**Excerpted passage**

_ _ _ _ _

# Suggestions on how to find Hot Grd reversed



## mibella (Oct 16, 2016)

Hi All,
I am currently renovating my grandparents mobile home for sale and I encountered a little problem with the wiring. The outlets in both bathrooms (not GFI) are not working, so I pulled out my handy little plug-in tester and the Hot grd reversed lights up. So I checked with volt meter and that is in fact how it reads. Now here is the fun part in one bath the outlet is independent, the other it shares a box with the switch (also sharing the ground)
The lights work. 
Can anyone tell me how to go about troubleshooting this little conundrum? 
Footnote all of the other outlets and switches check ok and work
 Thanks in advance


----------



## Kabris (Oct 16, 2016)

I would start by taking the cover plate off and seeing what wires are connected to that outlet. Pictures might help us give you better advice.


----------



## Snoonyb (Oct 16, 2016)

The simple way to tell if a recep. is correctly wired, is to first identify which of the conductors are hot, neutral and grnd.

Then with the recep. facing you and the grnd. stake in the down position, connect the hot conductor to the screw on the right hand side, the neutral conductor to the screw on the left hand side and the grnd. to the grnd. screw.

_ _ _ _ _

**Provided information**
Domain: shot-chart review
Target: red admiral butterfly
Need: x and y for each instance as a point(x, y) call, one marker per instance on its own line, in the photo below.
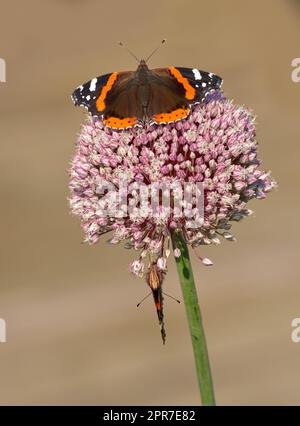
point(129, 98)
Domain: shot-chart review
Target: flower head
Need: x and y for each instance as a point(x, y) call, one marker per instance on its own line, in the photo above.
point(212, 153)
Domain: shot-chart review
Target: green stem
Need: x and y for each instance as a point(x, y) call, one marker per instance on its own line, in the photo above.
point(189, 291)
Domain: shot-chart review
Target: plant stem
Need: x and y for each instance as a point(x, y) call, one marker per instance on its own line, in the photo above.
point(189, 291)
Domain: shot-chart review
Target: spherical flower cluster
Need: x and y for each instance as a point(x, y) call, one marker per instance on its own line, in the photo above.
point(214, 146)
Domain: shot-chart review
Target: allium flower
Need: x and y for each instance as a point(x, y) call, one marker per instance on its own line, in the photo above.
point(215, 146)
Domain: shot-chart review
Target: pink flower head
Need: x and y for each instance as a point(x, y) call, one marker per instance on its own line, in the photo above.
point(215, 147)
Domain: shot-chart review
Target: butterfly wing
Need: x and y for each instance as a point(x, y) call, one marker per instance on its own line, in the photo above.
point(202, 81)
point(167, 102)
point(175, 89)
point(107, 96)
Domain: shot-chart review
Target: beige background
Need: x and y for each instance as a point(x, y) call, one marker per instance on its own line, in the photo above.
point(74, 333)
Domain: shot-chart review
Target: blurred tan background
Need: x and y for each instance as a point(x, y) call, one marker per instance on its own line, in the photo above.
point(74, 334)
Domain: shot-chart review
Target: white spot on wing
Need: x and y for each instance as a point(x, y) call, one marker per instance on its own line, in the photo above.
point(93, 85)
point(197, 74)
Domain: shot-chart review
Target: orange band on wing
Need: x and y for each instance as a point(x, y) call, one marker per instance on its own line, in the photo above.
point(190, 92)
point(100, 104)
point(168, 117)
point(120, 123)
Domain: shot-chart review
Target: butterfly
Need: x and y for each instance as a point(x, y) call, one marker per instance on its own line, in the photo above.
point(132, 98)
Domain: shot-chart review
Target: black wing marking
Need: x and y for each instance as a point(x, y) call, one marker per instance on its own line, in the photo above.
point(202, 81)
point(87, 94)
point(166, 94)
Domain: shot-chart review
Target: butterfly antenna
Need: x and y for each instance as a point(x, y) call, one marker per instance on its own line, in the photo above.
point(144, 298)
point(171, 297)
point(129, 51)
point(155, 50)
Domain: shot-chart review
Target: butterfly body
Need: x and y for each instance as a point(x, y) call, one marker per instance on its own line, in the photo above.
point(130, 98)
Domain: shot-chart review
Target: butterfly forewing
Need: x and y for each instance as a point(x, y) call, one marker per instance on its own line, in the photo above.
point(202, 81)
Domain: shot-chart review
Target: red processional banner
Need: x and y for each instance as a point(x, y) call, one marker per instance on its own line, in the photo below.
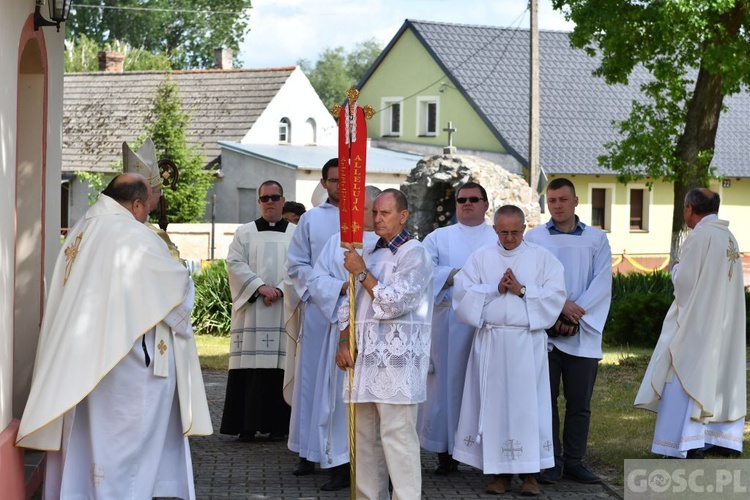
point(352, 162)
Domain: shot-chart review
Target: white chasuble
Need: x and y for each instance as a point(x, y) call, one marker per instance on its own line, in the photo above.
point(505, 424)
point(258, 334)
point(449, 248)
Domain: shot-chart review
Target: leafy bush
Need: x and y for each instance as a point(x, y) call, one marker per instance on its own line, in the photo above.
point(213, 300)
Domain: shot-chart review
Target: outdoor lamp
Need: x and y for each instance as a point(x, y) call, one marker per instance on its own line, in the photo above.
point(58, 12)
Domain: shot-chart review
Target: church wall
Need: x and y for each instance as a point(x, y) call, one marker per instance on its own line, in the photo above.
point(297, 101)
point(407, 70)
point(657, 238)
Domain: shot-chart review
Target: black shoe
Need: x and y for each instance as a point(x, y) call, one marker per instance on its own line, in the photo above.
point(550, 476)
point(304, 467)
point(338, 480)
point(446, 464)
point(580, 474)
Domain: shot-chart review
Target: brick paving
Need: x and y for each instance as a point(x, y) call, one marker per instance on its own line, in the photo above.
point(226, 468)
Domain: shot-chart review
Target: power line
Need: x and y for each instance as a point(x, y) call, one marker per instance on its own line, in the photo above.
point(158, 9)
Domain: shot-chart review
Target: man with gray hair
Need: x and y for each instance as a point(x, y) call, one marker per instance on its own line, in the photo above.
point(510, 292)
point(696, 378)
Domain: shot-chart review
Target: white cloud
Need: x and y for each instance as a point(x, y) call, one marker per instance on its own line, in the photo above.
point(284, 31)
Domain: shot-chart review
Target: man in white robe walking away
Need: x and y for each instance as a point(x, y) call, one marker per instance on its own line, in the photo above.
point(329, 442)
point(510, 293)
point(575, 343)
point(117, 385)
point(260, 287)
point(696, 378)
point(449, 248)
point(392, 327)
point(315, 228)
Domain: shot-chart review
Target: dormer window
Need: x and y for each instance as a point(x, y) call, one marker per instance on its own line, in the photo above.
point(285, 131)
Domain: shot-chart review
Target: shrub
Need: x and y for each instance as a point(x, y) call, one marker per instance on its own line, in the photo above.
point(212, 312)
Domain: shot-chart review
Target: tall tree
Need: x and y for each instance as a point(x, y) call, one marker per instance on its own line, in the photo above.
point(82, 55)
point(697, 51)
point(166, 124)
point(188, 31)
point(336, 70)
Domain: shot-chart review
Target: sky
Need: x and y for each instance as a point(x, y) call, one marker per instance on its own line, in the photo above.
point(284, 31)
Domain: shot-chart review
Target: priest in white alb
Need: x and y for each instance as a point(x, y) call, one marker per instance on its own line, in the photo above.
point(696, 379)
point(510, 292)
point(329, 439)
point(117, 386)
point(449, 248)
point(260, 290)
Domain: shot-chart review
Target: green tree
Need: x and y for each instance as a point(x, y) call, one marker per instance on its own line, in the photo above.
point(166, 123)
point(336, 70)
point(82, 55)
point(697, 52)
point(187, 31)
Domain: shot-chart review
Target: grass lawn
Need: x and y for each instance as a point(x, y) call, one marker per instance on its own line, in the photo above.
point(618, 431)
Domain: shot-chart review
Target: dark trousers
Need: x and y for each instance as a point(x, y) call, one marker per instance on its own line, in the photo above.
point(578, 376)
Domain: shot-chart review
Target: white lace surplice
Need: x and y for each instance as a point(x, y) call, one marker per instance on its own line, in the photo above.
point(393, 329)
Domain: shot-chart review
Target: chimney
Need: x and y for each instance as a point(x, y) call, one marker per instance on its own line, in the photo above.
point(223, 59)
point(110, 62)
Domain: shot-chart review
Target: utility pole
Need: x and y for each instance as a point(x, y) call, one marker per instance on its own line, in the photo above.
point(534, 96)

_ _ _ _ _

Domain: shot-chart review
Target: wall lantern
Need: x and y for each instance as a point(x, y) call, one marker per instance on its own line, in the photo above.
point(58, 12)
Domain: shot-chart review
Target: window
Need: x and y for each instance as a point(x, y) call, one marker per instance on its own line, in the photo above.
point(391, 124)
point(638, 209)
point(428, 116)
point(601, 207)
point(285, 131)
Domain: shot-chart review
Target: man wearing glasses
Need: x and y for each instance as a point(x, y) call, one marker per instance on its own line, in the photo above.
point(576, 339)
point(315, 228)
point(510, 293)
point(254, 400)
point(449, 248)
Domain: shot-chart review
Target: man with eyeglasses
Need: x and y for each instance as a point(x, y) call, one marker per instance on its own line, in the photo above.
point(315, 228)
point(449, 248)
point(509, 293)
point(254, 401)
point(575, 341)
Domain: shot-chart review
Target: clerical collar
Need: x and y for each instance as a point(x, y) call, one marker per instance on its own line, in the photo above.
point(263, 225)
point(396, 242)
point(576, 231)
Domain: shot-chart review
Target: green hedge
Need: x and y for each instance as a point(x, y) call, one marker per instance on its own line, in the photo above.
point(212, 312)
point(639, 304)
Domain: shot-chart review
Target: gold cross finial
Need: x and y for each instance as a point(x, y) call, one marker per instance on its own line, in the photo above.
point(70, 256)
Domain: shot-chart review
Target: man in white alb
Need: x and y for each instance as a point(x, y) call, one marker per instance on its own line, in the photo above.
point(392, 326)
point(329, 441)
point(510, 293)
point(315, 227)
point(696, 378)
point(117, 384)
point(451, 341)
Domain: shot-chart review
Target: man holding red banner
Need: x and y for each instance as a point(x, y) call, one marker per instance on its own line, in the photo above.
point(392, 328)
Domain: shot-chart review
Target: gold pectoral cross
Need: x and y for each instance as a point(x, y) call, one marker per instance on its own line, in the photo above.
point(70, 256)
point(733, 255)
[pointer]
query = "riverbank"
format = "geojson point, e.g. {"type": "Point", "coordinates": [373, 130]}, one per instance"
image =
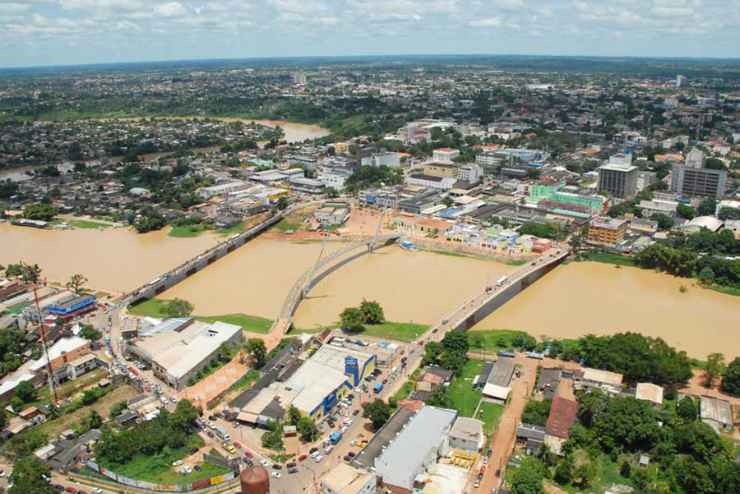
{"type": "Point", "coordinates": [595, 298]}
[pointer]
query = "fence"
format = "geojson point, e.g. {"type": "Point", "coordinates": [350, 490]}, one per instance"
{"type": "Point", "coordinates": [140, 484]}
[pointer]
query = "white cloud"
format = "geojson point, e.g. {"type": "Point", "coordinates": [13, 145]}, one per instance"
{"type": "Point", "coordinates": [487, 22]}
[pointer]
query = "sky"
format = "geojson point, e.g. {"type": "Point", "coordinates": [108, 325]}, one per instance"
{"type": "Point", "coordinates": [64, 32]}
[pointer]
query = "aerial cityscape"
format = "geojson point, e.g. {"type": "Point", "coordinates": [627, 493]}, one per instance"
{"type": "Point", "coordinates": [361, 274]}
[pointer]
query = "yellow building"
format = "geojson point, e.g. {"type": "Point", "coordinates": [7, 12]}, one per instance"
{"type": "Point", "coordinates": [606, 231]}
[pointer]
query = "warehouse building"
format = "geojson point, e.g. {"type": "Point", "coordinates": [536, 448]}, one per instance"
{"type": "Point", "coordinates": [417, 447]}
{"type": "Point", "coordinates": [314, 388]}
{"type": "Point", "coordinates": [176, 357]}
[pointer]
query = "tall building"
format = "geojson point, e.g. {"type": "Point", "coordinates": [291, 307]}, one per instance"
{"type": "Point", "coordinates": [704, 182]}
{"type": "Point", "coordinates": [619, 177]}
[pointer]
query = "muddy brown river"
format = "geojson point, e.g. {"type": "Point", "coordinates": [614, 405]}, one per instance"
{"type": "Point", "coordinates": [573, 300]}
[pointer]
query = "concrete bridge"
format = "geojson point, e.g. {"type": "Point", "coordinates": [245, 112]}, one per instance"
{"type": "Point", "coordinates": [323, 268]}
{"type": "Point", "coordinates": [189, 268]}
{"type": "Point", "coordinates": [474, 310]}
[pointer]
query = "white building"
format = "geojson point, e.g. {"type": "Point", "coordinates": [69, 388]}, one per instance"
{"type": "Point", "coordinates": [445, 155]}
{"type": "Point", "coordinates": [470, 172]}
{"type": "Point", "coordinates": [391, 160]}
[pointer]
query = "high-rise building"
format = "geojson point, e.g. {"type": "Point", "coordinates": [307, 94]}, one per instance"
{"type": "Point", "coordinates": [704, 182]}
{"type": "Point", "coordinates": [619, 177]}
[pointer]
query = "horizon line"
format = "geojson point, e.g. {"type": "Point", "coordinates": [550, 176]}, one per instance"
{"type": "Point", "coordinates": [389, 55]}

_ _ _ _ _

**What is asked**
A: Rewrite the paragraph beginning "Then with the recep. facing you" from the outlet wiring thread as a short list, keeping its main facts.
B: Carry on the outlet wiring thread past its last sentence.
The data above is separate material, unrelated to the outlet wiring thread.

**Responses by task**
A:
With the receptacle facing you and the ground stake in the down position:
- Hot conductor: screw on the right-hand side
- Neutral conductor: screw on the left-hand side
- Ground conductor: ground screw

B:
If you are using and old recep. or a style that only affords the ability to plug the conductors in, that does not change where the conductors go.


----------



## JoeD (Oct 16, 2016)

Could be an open neutral.


----------



## kok328 (Oct 16, 2016)

What does the volt meter say for:
Hot to neutral
Hot to ground
Neutral to ground
?


----------



## Mastercarpenty (Oct 17, 2016)

Identify the wires feeding the outlet and place them correctly. Also ensure that you're seeing full voltage and that there's no current on the neutral as without that those little plug-in testers may not indicate the true situation. 

My guess is that there's a reversed hot in the ceiling fixture box as that is where a trailer's wiring almost always runs from. I'd also replace those bathroom outlets with GFCI's once the wires are sorted out as an added safety measure for the buyer.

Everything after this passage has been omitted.